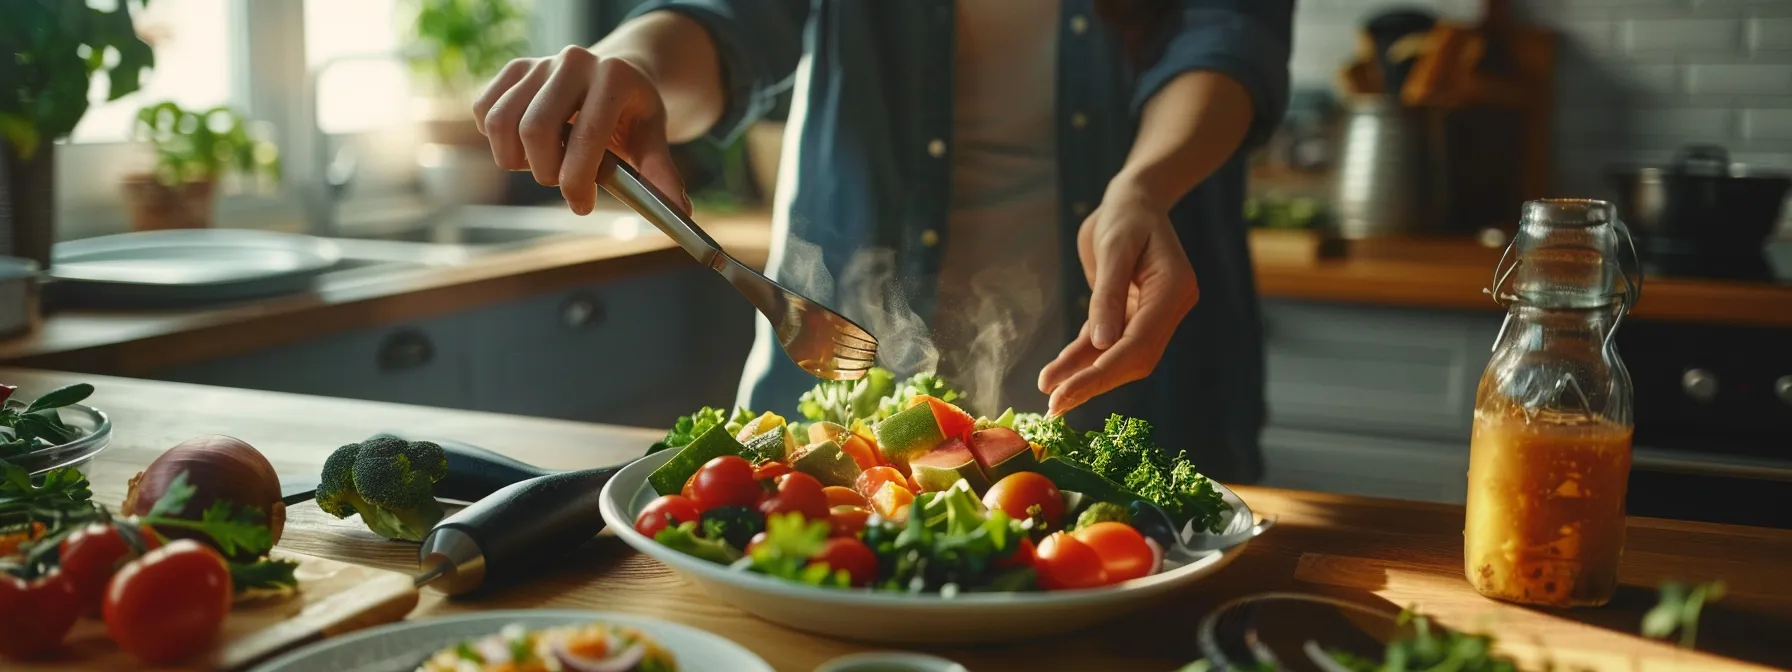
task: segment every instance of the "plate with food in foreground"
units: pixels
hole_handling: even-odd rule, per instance
[[[326,640],[256,672],[771,672],[718,635],[600,611],[488,611],[394,623]]]
[[[1013,641],[1148,606],[1267,528],[1138,418],[974,418],[932,374],[823,382],[801,417],[705,408],[599,498],[630,546],[788,627]],[[850,615],[850,616],[848,616]]]

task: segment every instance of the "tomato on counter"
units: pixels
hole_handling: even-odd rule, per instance
[[[877,554],[865,542],[849,537],[834,537],[821,547],[810,562],[826,563],[829,568],[844,570],[847,582],[855,587],[871,585],[877,580]]]
[[[106,586],[106,631],[143,662],[171,663],[217,637],[231,595],[224,557],[199,542],[177,539],[112,577]]]
[[[31,581],[0,572],[0,656],[53,651],[80,617],[81,593],[60,571]]]
[[[1078,529],[1075,536],[1101,558],[1110,582],[1148,576],[1157,564],[1157,556],[1145,543],[1145,535],[1126,523],[1095,523]]]
[[[132,541],[142,544],[142,547],[133,547],[132,541],[127,541],[118,529],[120,525],[133,524],[125,521],[93,523],[75,530],[58,545],[57,557],[61,558],[62,575],[80,594],[82,615],[100,614],[100,603],[106,597],[106,584],[112,580],[112,575],[119,567],[135,560],[140,552],[161,547],[161,540],[147,525],[135,526],[137,534]]]

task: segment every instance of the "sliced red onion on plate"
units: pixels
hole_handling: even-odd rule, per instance
[[[567,651],[564,642],[554,643],[554,658],[573,672],[629,672],[641,663],[641,659],[646,657],[647,646],[640,642],[635,642],[623,649],[622,653],[603,660],[586,658]]]
[[[1159,546],[1157,540],[1151,537],[1145,537],[1145,545],[1151,547],[1151,572],[1145,576],[1164,571],[1164,547]]]

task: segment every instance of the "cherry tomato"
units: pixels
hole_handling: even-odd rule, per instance
[[[767,462],[753,467],[753,480],[769,481],[791,472],[790,465],[783,462]]]
[[[1046,590],[1094,588],[1108,583],[1101,556],[1066,532],[1055,532],[1039,542],[1034,551],[1033,571],[1039,573],[1039,587]]]
[[[944,434],[946,438],[958,437],[965,441],[971,440],[971,430],[977,428],[977,419],[971,417],[971,414],[964,412],[962,408],[925,394],[917,395],[914,401],[909,402],[909,406],[912,407],[920,403],[926,403],[928,410],[933,411],[933,419],[940,423],[940,433]]]
[[[778,492],[759,503],[759,512],[767,517],[797,512],[808,520],[828,519],[828,496],[821,491],[821,481],[800,471],[778,477]]]
[[[861,471],[883,464],[877,459],[877,447],[864,434],[848,434],[846,441],[840,444],[840,452],[851,457],[853,464],[859,465]]]
[[[53,651],[81,617],[81,592],[60,570],[25,581],[0,572],[0,656]]]
[[[871,510],[900,523],[908,520],[909,505],[914,502],[914,491],[896,483],[885,483],[871,498]]]
[[[763,543],[765,543],[765,533],[759,532],[757,534],[754,534],[752,539],[747,540],[747,547],[742,550],[745,550],[747,552],[747,555],[752,555],[753,549],[759,548],[759,545],[763,544]]]
[[[106,632],[150,664],[185,658],[218,636],[230,612],[230,569],[191,539],[169,542],[118,570],[106,586]]]
[[[871,511],[863,506],[836,506],[828,510],[828,522],[832,529],[828,534],[836,537],[857,537],[865,531],[866,521],[871,520]]]
[[[828,506],[865,506],[864,495],[853,492],[852,488],[830,485],[821,489],[828,497]]]
[[[641,509],[641,515],[635,517],[635,531],[652,539],[660,530],[675,527],[679,523],[696,522],[703,514],[697,510],[697,503],[680,495],[665,495],[647,503]]]
[[[859,474],[859,479],[853,483],[852,489],[857,490],[859,495],[869,500],[877,495],[878,489],[882,488],[885,483],[895,483],[906,488],[908,487],[908,477],[903,476],[902,472],[897,471],[895,467],[872,467]]]
[[[1052,479],[1031,471],[1017,471],[996,481],[983,494],[983,505],[1000,509],[1015,520],[1025,520],[1031,515],[1027,510],[1038,506],[1048,530],[1058,529],[1064,518],[1064,495],[1058,492],[1058,486]]]
[[[44,524],[35,522],[31,524],[30,529],[13,532],[11,534],[0,534],[0,557],[17,553],[19,547],[25,545],[25,542],[37,541],[38,539],[43,538],[43,536]]]
[[[138,543],[147,552],[162,545],[147,525],[129,522],[93,523],[62,540],[57,547],[62,575],[81,594],[81,613],[98,616],[106,597],[106,583],[124,563],[137,559],[138,549],[125,541],[118,525],[136,525]]]
[[[1008,557],[997,560],[996,567],[999,569],[1011,569],[1014,567],[1031,565],[1033,564],[1033,556],[1038,552],[1038,549],[1033,546],[1032,539],[1021,537],[1020,547],[1014,549],[1014,552],[1009,554]]]
[[[738,455],[723,455],[704,463],[696,478],[691,501],[697,503],[699,511],[718,506],[752,506],[759,501],[759,481],[753,478],[753,464]]]
[[[1131,525],[1113,521],[1096,523],[1076,531],[1077,541],[1095,550],[1108,580],[1129,581],[1151,573],[1155,556],[1145,544],[1145,535]]]
[[[692,493],[692,490],[695,489],[696,486],[697,486],[697,472],[693,471],[693,472],[691,472],[690,478],[684,479],[684,488],[678,491],[679,496],[682,496],[685,499],[689,499],[691,501],[696,501],[696,495]]]
[[[877,554],[865,542],[850,537],[829,539],[809,561],[846,570],[847,581],[855,587],[869,586],[877,580]]]

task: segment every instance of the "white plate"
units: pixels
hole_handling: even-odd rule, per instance
[[[512,623],[529,629],[601,621],[640,628],[672,652],[680,670],[772,672],[759,656],[718,635],[652,618],[605,611],[487,611],[405,621],[328,639],[256,667],[254,672],[412,672],[430,654]]]
[[[697,582],[709,594],[798,630],[889,644],[980,644],[1036,639],[1081,630],[1150,606],[1218,571],[1243,545],[1159,574],[1083,590],[965,593],[952,598],[805,586],[732,571],[666,548],[635,531],[635,515],[657,494],[647,475],[677,451],[661,451],[624,467],[599,497],[605,525],[636,550]],[[1242,532],[1250,508],[1214,484],[1233,507],[1223,532]]]

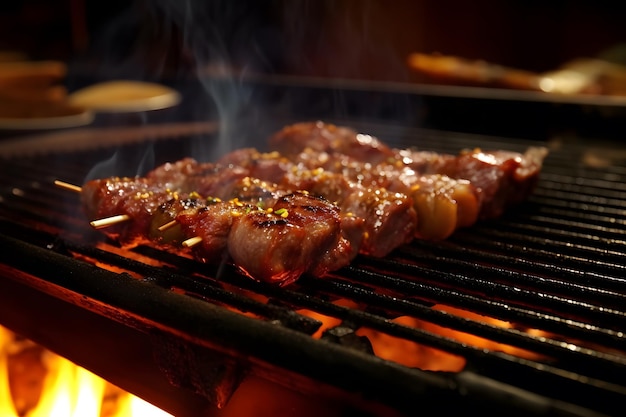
————
* ASSIGNMENT
Search the entries above for "plate". Show every line that has it.

* EXERCISE SOLUTION
task: segment every instance of the "plate with food in foreground"
task: segment every instance of the "sliced red onion on plate"
task: segment every instance of the "white plate"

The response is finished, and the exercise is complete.